_PROBLEM STATEMENT:_ An exact reproduction of every record is required.

_EXCERPTED RECORDS:_
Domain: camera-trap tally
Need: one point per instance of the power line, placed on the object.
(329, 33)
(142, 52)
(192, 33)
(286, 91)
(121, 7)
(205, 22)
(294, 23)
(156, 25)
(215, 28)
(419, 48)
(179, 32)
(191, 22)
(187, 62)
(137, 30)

_SOLUTION:_
Domain: camera-trap tally
Need: one point per instance of the power line, placed on the object.
(329, 33)
(142, 52)
(192, 33)
(286, 91)
(121, 7)
(205, 22)
(294, 23)
(156, 25)
(215, 28)
(419, 48)
(179, 32)
(191, 22)
(187, 62)
(137, 30)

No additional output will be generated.